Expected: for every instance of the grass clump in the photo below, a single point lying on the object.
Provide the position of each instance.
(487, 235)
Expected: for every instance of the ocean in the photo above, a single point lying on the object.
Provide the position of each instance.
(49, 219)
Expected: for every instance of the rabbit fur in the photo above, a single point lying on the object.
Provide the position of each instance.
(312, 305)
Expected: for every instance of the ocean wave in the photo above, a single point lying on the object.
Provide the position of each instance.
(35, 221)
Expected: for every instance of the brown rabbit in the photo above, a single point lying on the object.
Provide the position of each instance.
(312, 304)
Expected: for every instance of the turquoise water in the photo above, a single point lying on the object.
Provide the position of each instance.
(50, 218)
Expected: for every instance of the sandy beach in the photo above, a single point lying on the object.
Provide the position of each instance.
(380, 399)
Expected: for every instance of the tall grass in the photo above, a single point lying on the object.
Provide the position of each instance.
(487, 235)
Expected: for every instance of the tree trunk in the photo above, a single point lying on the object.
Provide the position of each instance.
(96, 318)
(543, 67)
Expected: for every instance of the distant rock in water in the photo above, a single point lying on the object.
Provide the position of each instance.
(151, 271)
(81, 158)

* * *

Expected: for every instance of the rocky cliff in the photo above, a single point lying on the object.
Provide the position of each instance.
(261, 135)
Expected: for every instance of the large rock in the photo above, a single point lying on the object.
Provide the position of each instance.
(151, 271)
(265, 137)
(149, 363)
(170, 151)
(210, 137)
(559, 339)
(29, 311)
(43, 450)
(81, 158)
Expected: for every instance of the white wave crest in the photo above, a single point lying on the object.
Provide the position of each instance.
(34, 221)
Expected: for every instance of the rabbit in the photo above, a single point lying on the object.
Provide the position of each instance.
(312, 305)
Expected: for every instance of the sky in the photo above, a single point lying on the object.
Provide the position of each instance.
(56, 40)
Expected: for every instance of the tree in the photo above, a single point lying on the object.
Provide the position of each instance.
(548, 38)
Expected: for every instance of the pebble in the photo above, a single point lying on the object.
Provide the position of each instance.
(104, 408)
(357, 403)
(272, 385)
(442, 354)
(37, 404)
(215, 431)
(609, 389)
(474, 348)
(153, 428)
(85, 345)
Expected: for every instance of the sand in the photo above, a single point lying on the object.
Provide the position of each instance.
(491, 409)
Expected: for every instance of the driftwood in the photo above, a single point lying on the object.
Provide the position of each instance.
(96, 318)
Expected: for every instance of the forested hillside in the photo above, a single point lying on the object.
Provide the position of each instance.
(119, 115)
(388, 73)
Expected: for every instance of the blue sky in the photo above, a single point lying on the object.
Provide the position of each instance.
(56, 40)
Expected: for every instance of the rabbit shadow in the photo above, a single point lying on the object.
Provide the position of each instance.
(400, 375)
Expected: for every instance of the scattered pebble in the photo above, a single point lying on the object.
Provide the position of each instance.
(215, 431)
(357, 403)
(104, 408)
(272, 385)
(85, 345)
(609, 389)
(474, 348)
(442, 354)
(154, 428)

**GIVEN REQUEST:** Report each line in the data above that contains the word "wave", copying every such line in full.

**WRITTEN SOLUTION:**
Expected: for every instance of the ocean wave in the photo above, a single point lying on the object.
Expected: for every instance of the white wave crest in the photo above, a single point lying on the object.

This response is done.